**Exercise directions:** Continue the article on the Boston archdiocese ten years after the abuse crisis, starting where it stops.

**Supplied passage:**
▬▬▬▬▬▬▬▬▬▬
Boston Cardinal Sean O’Malley has helped Boston through 10 years of misery due to the clergy abuse crisis. CNS photo/George Martell

‘Remarkable work of grace’ in Boston, 10 years on

  • January 17, 2012

Is it over? Yes and no. It was 10 years ago this month that the sexual abuse crisis exploded in the archdiocese of Boston, with reverberations across the world.

Cardinal Sean O’Malley, sent to Boston in 2003 as archbishop to right the reeling ship, has written at length on the 10th anniversary. He is quick to argue that the sexual abuse crisis is not over. It’s not over principally because sexual abuse is not something a victim simply gets over. It’s also not over because the process of purification and penance is a path the Church cannot abandon.

The numbers are staggering, if one tries to quantify the scale of the human damage from the past to be repaired. Boston’s pastoral outreach office has met with more than 1,000 victims and family members. In the past seven years, the archdiocese has spent $7 million on counselling and medical services for victims, and provides ongoing assistance for some 300 people. Approximately 800 claims of sexual abuse have been settled by the archdiocese.

On the prevention and safety front, some 300,000 children have received safe environment training in parishes and schools, and 175,000 adults engaged in archdiocesan programs have been trained to identify and report suspected abuse. Since the safety programs began, 575 reports of child abuse or neglect have been made to the authorities, almost all of them arising from a child disclosing abuse by a family member, friend or other adult known to the child.
▬▬▬▬▬▬▬▬▬▬
**Record extracts:**
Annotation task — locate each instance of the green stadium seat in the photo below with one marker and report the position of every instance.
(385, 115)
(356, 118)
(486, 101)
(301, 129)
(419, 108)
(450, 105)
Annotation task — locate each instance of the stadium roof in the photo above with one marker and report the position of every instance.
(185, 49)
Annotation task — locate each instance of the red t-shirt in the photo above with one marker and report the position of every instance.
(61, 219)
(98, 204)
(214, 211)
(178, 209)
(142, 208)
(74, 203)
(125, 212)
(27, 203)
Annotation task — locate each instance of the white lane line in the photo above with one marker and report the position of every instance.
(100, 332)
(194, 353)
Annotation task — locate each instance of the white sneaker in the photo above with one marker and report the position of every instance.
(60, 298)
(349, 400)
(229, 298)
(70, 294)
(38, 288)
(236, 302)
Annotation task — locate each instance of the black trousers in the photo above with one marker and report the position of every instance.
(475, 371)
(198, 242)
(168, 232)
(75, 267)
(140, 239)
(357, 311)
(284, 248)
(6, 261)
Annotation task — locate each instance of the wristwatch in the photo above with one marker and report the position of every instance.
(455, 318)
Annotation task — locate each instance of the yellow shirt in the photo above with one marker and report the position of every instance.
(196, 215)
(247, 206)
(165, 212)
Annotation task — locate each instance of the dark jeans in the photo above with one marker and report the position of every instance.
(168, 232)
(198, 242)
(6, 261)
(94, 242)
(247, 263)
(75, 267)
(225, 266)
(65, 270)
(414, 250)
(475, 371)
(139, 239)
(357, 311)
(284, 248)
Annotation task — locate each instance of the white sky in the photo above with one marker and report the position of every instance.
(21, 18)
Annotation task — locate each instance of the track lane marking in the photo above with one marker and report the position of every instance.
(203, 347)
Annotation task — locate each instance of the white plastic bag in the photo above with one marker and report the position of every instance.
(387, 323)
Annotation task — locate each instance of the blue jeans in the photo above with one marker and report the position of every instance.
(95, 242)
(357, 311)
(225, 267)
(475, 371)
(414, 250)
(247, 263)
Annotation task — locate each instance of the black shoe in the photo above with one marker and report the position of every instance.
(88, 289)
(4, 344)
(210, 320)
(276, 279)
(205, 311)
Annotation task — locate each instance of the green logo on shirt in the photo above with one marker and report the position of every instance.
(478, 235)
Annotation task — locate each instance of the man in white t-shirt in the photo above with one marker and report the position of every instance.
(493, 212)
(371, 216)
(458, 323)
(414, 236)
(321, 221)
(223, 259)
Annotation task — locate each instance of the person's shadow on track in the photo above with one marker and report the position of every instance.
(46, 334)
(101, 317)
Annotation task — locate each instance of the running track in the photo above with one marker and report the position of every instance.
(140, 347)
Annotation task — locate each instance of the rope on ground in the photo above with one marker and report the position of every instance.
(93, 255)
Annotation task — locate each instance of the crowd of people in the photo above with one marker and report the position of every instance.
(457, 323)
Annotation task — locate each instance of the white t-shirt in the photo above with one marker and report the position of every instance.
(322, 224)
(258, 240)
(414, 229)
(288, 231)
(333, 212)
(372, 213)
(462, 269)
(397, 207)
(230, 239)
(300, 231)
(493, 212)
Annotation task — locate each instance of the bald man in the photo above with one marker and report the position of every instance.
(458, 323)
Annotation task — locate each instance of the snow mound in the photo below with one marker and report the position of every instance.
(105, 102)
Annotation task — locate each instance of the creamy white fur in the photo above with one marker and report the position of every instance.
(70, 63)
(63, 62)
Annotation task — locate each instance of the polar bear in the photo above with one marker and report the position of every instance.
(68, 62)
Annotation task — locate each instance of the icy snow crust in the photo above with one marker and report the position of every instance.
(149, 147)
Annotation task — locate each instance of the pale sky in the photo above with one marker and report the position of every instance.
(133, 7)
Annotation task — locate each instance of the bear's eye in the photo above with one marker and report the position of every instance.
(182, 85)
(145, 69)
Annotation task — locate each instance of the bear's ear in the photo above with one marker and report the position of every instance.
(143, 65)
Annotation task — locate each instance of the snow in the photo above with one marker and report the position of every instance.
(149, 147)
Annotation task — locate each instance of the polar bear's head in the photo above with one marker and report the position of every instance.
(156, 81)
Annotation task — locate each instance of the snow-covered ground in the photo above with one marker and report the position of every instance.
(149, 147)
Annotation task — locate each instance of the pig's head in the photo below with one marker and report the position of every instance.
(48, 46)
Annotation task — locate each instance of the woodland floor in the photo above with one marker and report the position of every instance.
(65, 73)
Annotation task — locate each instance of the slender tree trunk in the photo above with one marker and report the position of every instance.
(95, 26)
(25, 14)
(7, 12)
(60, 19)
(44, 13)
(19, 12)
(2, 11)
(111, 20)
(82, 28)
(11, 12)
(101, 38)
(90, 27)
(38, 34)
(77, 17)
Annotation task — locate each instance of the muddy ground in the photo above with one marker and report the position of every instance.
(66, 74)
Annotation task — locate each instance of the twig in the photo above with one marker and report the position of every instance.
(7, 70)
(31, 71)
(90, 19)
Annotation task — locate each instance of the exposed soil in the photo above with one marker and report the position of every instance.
▬▬▬▬▬▬▬▬▬▬
**Solved exercise:**
So the sexual abuse crisis is very much an ongoing matter of urgent concern in Boston.  Yet in another sense the crisis is not what it was in 2002. The prevailing situation is much different today. The vast majority of cases were from the 1960s, ’70s and ’80s.

And Cardinal Sean — as a Capuchin friar he still uses his simple Franciscan habit and his first name — while expressing gratitude to the media for exposing what needed to be exposed, gently suggests that simply replaying the storyline of 2002 is to paint a false picture.

“If the impression is created that the abuse is current or recent, Catholics and the general public are lead to view priests with suspicion and presume that Church environments are not as safe as the facts indicate they are,” Cardinal Sean wrote.

In the past 10 years, Cardinal Sean notes, there has been one case of clergy sexual abuse in the archdiocese of Boston.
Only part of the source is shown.